--- Reading passage ---
○ ○ ○ ○
The aim of the study was to evaluate the long‐term response to antiretroviral treatment (ART) based on atazanavir/ritonavir (ATZ/r)‐, darunavir/ritonavir (DRV/r)‐, and lopinavir/ritonavir (LPV/r)‐containing regimens.

Methods

Data were analysed for 5678 EuroSIDA‐enrolled patients starting a DRV/r‐, ATZ/r‐ or LPV/r‐containing regimen between 1 January 2000 and 30 June 2013. Separate analyses were performed for the following subgroups of patients: (1) ART‐naïve subjects (8%) at ritonavir‐boosted protease inhibitor (PI/r) initiation; (2) ART‐experienced individuals (44%) initiating the new PI/r with a viral load (VL) ≤500 HIV‐1 RNA copies/mL; and (3) ART‐experienced patients (48%) initiating the new PI/r with a VL >500 copies/mL. Virological failure (VF) was defined as two consecutive VL measurements >200 copies/mL ≥24 weeks after PI/r initiation. Kaplan–Meier and multivariable Cox models were used to compare risks of failure by PI/r‐based regimen. The main analysis was performed with intention‐to‐treat (ITT) ignoring treatment switches.

Results

The time to VF favoured DRV/r over ATZ/r, and both were superior to LPV/r (log‐rank test; P < 0.02) in all analyses. Nevertheless, the risk of VF in ART‐naïve patients was similar regardless of the PI/r initiated after controlling for potential confounders. The risk of VF in both treatment‐experienced groups was lower for DRV/r than for ATZ/r, which, in turn, was lower than for LPV/r‐based ART.
○ ○ ○ ○
--- Stored data entries ---
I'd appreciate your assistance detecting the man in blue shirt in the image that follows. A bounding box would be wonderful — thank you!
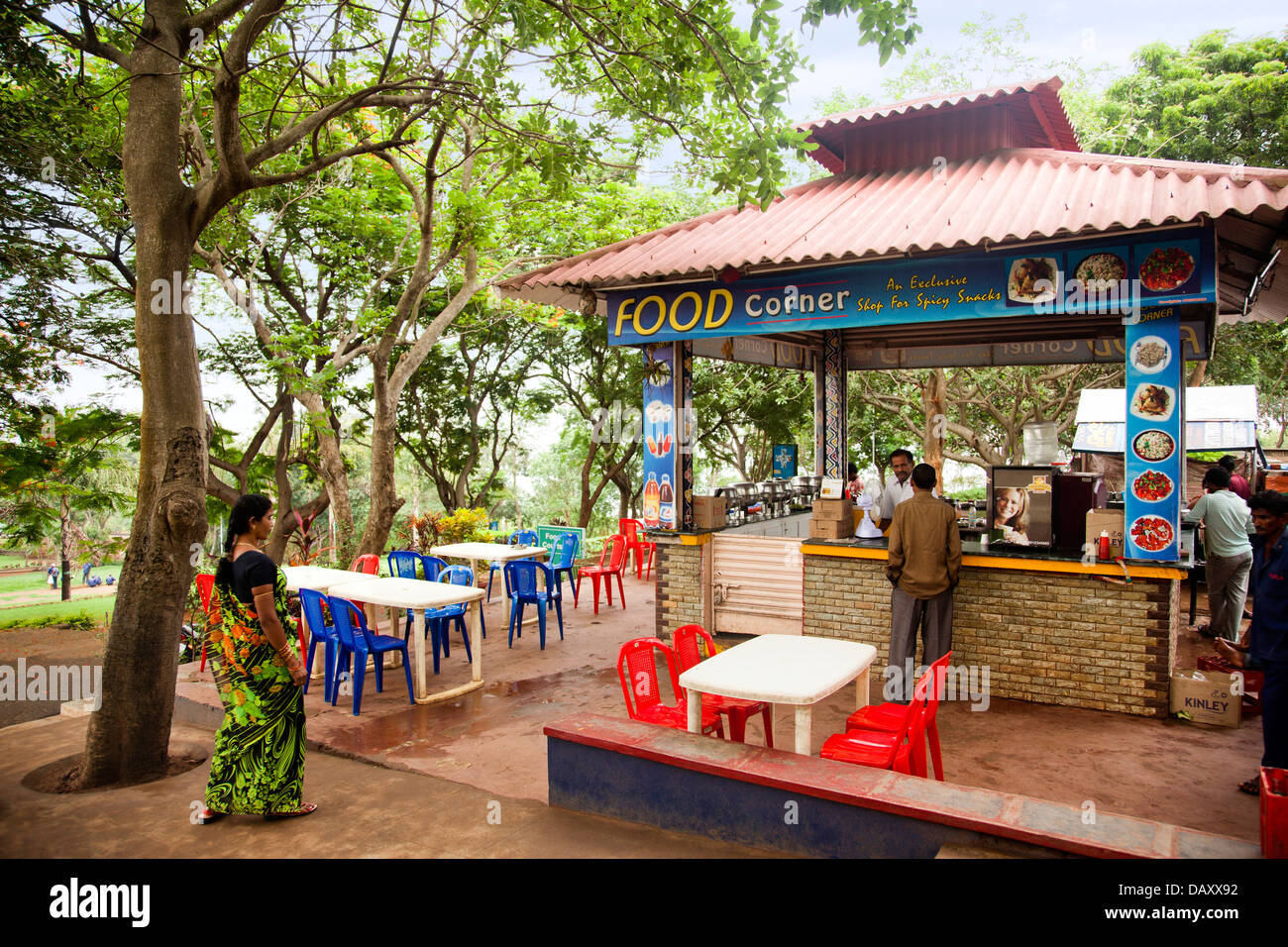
[1218,489,1288,795]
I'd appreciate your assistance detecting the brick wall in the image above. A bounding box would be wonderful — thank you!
[804,556,1180,716]
[653,536,707,640]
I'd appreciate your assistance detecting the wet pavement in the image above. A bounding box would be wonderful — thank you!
[170,569,1261,840]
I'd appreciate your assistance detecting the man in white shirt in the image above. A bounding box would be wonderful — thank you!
[877,447,939,532]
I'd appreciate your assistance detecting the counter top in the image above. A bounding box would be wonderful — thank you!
[802,537,1193,579]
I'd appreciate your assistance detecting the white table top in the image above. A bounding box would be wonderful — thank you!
[680,635,877,704]
[282,566,376,591]
[430,543,546,562]
[330,576,484,611]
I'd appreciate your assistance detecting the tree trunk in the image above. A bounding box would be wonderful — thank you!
[80,11,207,788]
[292,391,353,566]
[358,383,406,554]
[58,493,72,601]
[921,368,948,496]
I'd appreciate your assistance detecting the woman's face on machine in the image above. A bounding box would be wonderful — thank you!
[997,489,1020,522]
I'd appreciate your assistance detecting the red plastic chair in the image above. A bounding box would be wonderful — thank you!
[617,519,657,579]
[845,651,953,783]
[349,553,380,635]
[674,625,774,749]
[819,672,932,779]
[617,638,724,738]
[572,533,628,614]
[194,573,215,672]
○ ○ ○ ○
--- Required work ---
According to the study summary, how was virological failure defined?

--- Answer to this problem ---
As two consecutive viral load measurements above 200 copies/mL at least 24 weeks after starting the ritonavir-boosted protease inhibitor.